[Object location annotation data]
═══

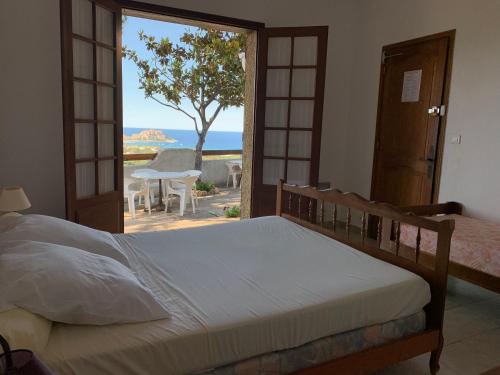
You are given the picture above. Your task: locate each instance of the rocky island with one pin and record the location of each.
(150, 135)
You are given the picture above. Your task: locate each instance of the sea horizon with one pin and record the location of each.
(215, 140)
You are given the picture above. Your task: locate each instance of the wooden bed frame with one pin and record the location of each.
(458, 270)
(319, 210)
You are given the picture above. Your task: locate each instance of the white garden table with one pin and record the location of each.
(148, 175)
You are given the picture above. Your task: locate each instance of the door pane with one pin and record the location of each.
(273, 171)
(276, 113)
(104, 26)
(301, 113)
(105, 108)
(277, 82)
(84, 100)
(85, 180)
(303, 82)
(105, 65)
(305, 50)
(84, 141)
(83, 59)
(279, 51)
(82, 17)
(106, 140)
(106, 176)
(298, 172)
(299, 144)
(275, 143)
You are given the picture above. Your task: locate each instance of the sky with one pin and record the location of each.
(139, 112)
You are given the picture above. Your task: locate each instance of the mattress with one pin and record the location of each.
(237, 291)
(325, 349)
(475, 243)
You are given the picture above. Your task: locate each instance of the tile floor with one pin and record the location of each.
(210, 210)
(472, 334)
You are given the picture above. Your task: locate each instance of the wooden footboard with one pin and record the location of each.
(344, 217)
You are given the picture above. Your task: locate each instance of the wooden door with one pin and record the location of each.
(412, 104)
(91, 61)
(289, 109)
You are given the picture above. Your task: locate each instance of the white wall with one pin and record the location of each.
(470, 170)
(30, 91)
(31, 146)
(31, 141)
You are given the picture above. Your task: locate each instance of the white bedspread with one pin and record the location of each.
(238, 290)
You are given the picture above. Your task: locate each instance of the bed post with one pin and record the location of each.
(279, 199)
(446, 228)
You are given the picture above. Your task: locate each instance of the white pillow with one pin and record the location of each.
(69, 285)
(24, 330)
(57, 231)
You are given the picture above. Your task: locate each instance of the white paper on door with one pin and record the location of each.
(411, 86)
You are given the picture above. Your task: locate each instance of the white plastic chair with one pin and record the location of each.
(234, 170)
(138, 187)
(184, 188)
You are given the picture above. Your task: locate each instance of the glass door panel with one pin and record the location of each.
(104, 26)
(106, 176)
(305, 50)
(85, 180)
(82, 18)
(83, 59)
(274, 170)
(276, 113)
(106, 140)
(92, 120)
(84, 141)
(278, 52)
(301, 113)
(299, 144)
(298, 172)
(84, 100)
(277, 82)
(105, 65)
(303, 82)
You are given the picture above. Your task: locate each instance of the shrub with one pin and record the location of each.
(205, 186)
(233, 211)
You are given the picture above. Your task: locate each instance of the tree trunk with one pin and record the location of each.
(199, 149)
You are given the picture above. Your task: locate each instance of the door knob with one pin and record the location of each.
(436, 111)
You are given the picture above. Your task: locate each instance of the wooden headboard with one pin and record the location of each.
(377, 233)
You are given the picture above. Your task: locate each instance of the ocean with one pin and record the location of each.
(216, 140)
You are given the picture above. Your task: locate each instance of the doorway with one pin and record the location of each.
(283, 95)
(413, 98)
(178, 118)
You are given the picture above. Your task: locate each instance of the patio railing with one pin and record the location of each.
(151, 156)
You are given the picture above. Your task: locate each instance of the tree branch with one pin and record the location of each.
(177, 108)
(216, 113)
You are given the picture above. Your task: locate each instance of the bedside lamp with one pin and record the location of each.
(13, 198)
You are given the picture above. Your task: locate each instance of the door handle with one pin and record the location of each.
(436, 111)
(428, 160)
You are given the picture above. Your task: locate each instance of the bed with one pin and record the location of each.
(282, 294)
(475, 245)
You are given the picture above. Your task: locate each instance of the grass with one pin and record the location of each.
(234, 211)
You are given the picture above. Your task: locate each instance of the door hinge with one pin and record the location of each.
(436, 111)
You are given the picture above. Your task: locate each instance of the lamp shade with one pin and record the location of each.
(13, 198)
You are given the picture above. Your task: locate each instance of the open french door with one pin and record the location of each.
(92, 107)
(289, 109)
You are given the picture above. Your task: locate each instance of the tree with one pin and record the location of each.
(203, 70)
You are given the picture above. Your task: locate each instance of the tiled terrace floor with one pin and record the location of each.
(210, 210)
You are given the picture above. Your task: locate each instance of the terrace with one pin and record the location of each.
(210, 209)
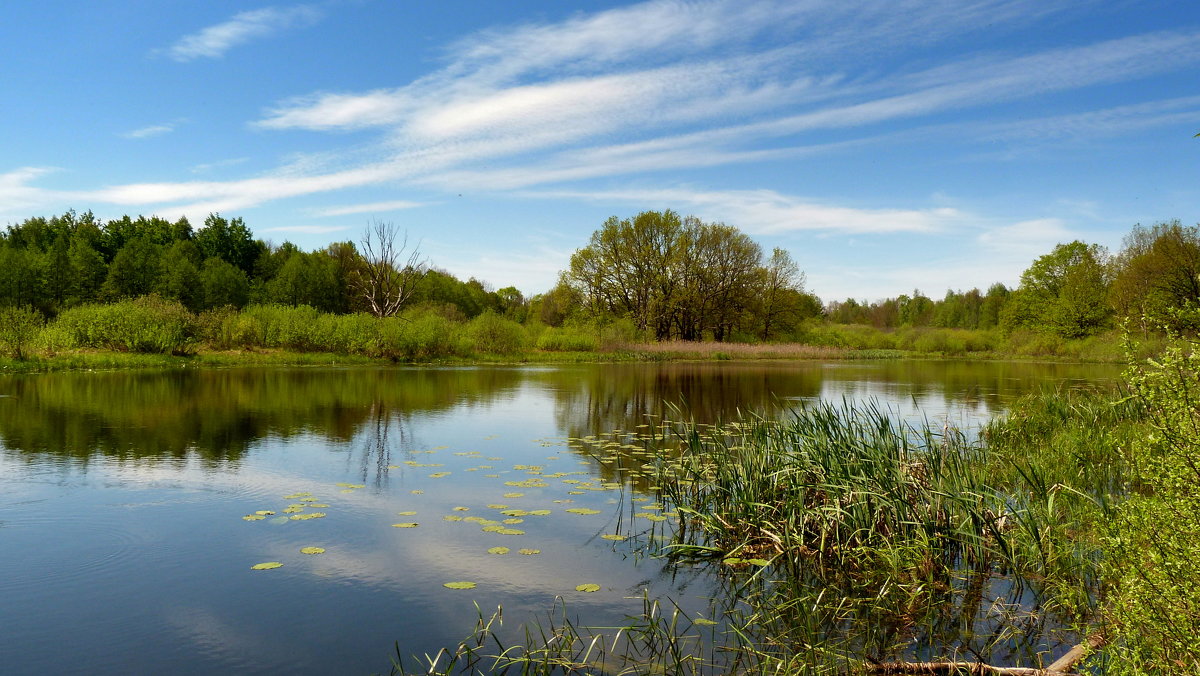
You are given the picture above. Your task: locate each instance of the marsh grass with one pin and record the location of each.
(841, 537)
(723, 351)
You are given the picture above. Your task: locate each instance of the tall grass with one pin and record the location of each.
(148, 324)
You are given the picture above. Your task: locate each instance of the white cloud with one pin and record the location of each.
(373, 207)
(766, 211)
(214, 41)
(306, 229)
(149, 131)
(660, 85)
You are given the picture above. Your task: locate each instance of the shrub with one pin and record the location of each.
(568, 340)
(493, 334)
(144, 324)
(18, 328)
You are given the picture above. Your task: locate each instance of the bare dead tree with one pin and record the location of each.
(389, 271)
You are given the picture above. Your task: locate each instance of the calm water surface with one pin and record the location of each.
(123, 545)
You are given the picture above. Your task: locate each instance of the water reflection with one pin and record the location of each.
(219, 414)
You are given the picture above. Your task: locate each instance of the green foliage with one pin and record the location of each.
(1155, 532)
(496, 335)
(18, 328)
(149, 324)
(568, 340)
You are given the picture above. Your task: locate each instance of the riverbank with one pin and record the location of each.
(154, 333)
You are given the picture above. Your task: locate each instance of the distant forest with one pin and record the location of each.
(665, 276)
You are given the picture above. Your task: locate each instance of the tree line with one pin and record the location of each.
(61, 262)
(1075, 291)
(664, 275)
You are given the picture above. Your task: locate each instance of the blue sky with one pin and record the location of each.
(888, 145)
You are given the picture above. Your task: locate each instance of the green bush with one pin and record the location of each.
(1155, 533)
(568, 340)
(18, 328)
(493, 334)
(148, 324)
(288, 327)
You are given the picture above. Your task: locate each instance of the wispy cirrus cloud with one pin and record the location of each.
(766, 211)
(215, 40)
(663, 85)
(370, 208)
(150, 131)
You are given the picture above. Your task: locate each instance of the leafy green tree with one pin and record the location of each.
(58, 274)
(671, 276)
(88, 270)
(21, 277)
(779, 297)
(1158, 270)
(229, 240)
(135, 269)
(1063, 292)
(180, 277)
(18, 327)
(223, 285)
(305, 279)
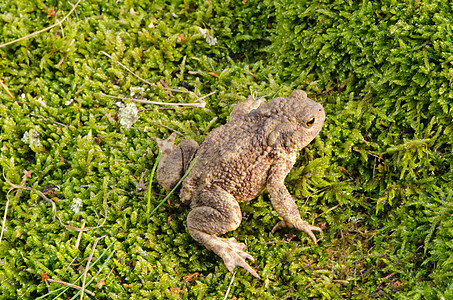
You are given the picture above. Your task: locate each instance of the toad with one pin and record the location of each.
(236, 163)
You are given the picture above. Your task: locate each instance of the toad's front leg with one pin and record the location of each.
(214, 211)
(283, 202)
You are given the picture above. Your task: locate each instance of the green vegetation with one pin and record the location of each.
(378, 176)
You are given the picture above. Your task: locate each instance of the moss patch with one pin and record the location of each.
(378, 177)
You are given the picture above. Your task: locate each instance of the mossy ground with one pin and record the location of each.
(378, 177)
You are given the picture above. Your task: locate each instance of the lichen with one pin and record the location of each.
(378, 177)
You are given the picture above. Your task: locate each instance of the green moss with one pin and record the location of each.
(379, 174)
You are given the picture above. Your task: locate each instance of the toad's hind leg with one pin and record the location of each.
(174, 160)
(216, 212)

═══

## Your objective
Copy the material above in full and exactly, skipping pictures.

## Response to the exercise
You are given the picture above. Your task: locate each instance of the rocky island with one pin and record the location of each.
(150, 135)
You are given the picture above. Your task: locate each instance of the sea horizon with one pin and record the location of each.
(215, 140)
You are given the picture above. Your task: locate each instance of the wooden bed frame with one pin and record the location of each.
(458, 270)
(319, 210)
You are given the picture above. Your task: locate each instance of the white garden table with one pin and record the location of each.
(148, 175)
You are given the picture above. Your task: locate each instance of the door pane with one pin and record the location of each.
(273, 171)
(276, 113)
(104, 26)
(301, 113)
(105, 108)
(277, 82)
(84, 100)
(85, 180)
(303, 82)
(105, 65)
(305, 50)
(84, 141)
(83, 59)
(279, 51)
(82, 17)
(106, 140)
(106, 176)
(298, 172)
(299, 144)
(275, 143)
You are given the picture above. Your task: locate each instance of the sky with one pin and record the location of each.
(139, 112)
You are given the picture above. Your task: locate each instance of the mattress with one pin and record the location of each.
(237, 291)
(325, 349)
(475, 243)
You are given the picture above. Your task: locate each instance of the tile floor with one pin and record the location of each.
(210, 210)
(472, 334)
You are given the picture above. Your task: locate each instance of the wooden footboard with one pin and record the location of each.
(344, 217)
You are given the picture above. Your task: locate each instance of the wooden door with one pin and record the location of each.
(412, 104)
(91, 61)
(289, 109)
You are given the picture above. Your task: locate each instance of the white wall with one pin and record the location of each.
(470, 170)
(30, 91)
(31, 146)
(31, 141)
You are given the picture above. Your task: locate each instance of the white bedspread with one pin and record the location of each.
(238, 290)
You are given the picture above. Your task: locate each instance of the bed post with one pin and record the location of each.
(279, 199)
(446, 228)
You are given the picture above. Your task: locate each instance of the white pillow with one pin and record the location of each.
(69, 285)
(24, 330)
(57, 231)
You are given the picture above. Your task: locate each instance of the white paper on door with one pin and record the location of each.
(411, 86)
You are given the picture above. Your task: locate each instance of the white plastic chair with one pin and record the location of each.
(234, 170)
(138, 187)
(184, 188)
You are given the picture above. Your task: locate each instance of the glass door panel with one pin and record the location of each.
(104, 26)
(106, 176)
(305, 50)
(85, 180)
(82, 18)
(83, 59)
(274, 170)
(276, 113)
(106, 140)
(92, 120)
(84, 141)
(278, 52)
(301, 113)
(299, 144)
(298, 172)
(84, 100)
(277, 82)
(105, 65)
(303, 82)
You are given the picture above. Your task: locate each instance of the shrub with one pin and record the location of each.
(205, 186)
(233, 211)
You are given the picture above. Your task: locate each instance of the tree trunk with one pin and record the location of each.
(199, 149)
You are given the picture above. Your task: locate each instance of the door knob with one pin and record the location of each.
(436, 111)
You are given the picture above. Your task: locate each instance of the wooden headboard with one pin and record the location of each.
(377, 233)
You are given the picture above. Your task: locate each instance of the ocean with one pin and record the location of each.
(216, 140)
You are given the picture above. Your task: locate each instance of the doorway with one pin and record the location of each.
(283, 95)
(413, 98)
(178, 118)
You are given the picture above. Your task: locate each instance of the patio railing with one pin and record the location of each.
(151, 156)
You are given the picture above. Your task: locate each instance of the tree branch with one pin and record the location of each.
(177, 108)
(216, 113)
You are given the picture above. Your task: locate each instance of the bedside lamp with one pin and record the location of each.
(13, 198)
You are given the picture above. Your task: locate each instance of the door handle with one pin and record the location of each.
(436, 111)
(428, 160)
You are given the picture above. Your task: locate each instance of the bed with one pin and record the location of each.
(282, 294)
(475, 245)
You are given the picture above. Your task: locate each instance of the grass with one pin and record the location of each.
(234, 211)
You are given the picture above. Your task: locate each instance of the door hinge with one pin and record the location of each.
(436, 111)
You are given the picture above. Your task: locate each instance of the lamp shade with one pin and record the location of each.
(13, 198)
You are given the picture above. Your task: locate each instance of the open french door with one pin and record the location of each.
(92, 107)
(289, 109)
You are given the picture above. Your task: locate each instance of the tree with one pin and record the location of each.
(203, 70)
You are given the picture above. Your task: locate each instance of the tiled terrace floor with one pin and record the location of each.
(210, 210)
You are given the picture above. Your task: locate each instance of the terrace with one pin and record the location of each.
(210, 209)
You are given the picture above. Your task: locate each instance of the marsh grass with one pin and record the location of each.
(841, 537)
(723, 351)
You are given the picture above. Your task: locate each instance of the tall grass with one pin and record the location of each.
(148, 324)
You are given the picture above. Your task: locate each instance of the white cloud with one pin and record the location of each.
(373, 207)
(766, 211)
(214, 41)
(306, 229)
(149, 131)
(660, 85)
You are given the picture above. Your task: locate each instance of the shrub with one pin and record the location of each.
(568, 340)
(493, 334)
(144, 324)
(18, 328)
You are given the picture above. Your task: locate each instance of the bare dead tree with one pin and record the location of each.
(389, 271)
You are given the picture above. Your task: locate each instance of the calm water surface with one pin and record the location of each.
(123, 545)
You are given the picture above. Your task: locate each instance of the water reflection with one pin and record the location of each.
(219, 414)
You are given the picture above. Your task: locate each instance of the green foliage with one pin and record the location of each.
(1155, 532)
(496, 335)
(18, 328)
(149, 324)
(568, 340)
You are given the picture above. Your task: locate each instance of the riverbank with one pin and record the location of each.
(154, 333)
You are given the picture above. Your task: locate each instance of the distant forest with one pin and record the location of each.
(665, 276)
You are given the picture above. Your task: locate each instance of the tree line with one pin and record the location of each.
(61, 262)
(1075, 291)
(664, 275)
You are given the picture above. Your task: locate each instance of the blue sky with one pin and record the location of each.
(888, 145)
You are given the picture above. Your task: locate each instance of the green bush with one pin and record the location of each.
(1155, 533)
(568, 340)
(18, 328)
(493, 334)
(148, 324)
(288, 327)
You are given the picture above. Your task: locate each instance of the wispy cirrus cloud with one pin and record the location of each.
(766, 211)
(215, 40)
(663, 85)
(370, 208)
(150, 131)
You are given the picture above. Your task: locate each instance of the leafy green tree with one pin and record the location of each.
(58, 274)
(671, 276)
(88, 270)
(21, 277)
(779, 297)
(1158, 270)
(229, 240)
(135, 269)
(1063, 292)
(180, 277)
(18, 327)
(223, 285)
(305, 279)
You are given the picture above. Your task: locate each instance of the toad with one pin and record the location of each.
(236, 163)
You are given the picture above. Your task: locate each instance of the toad's front leg with one pin and record the location of each.
(214, 211)
(283, 202)
You are given the picture above. Your task: locate each instance of the green vegetation with one pin and record the location of each.
(378, 176)
You are given the picture above. Your task: locate each instance of the moss patch with one pin and record the location of each.
(378, 177)
You are given the picture above. Your task: locate each instance of the mossy ground with one pin and record the location of each.
(378, 177)
You are given the picture above. Your task: locate each instance of the lichen with one pin and record the location of each.
(378, 177)
You are given the picture above. Your task: locate each instance of the green moss with one pin and record the location of each.
(379, 174)
You are given the picture above. Your task: locate each instance of the toad's hind leg with one pin and record the location of each.
(174, 160)
(216, 212)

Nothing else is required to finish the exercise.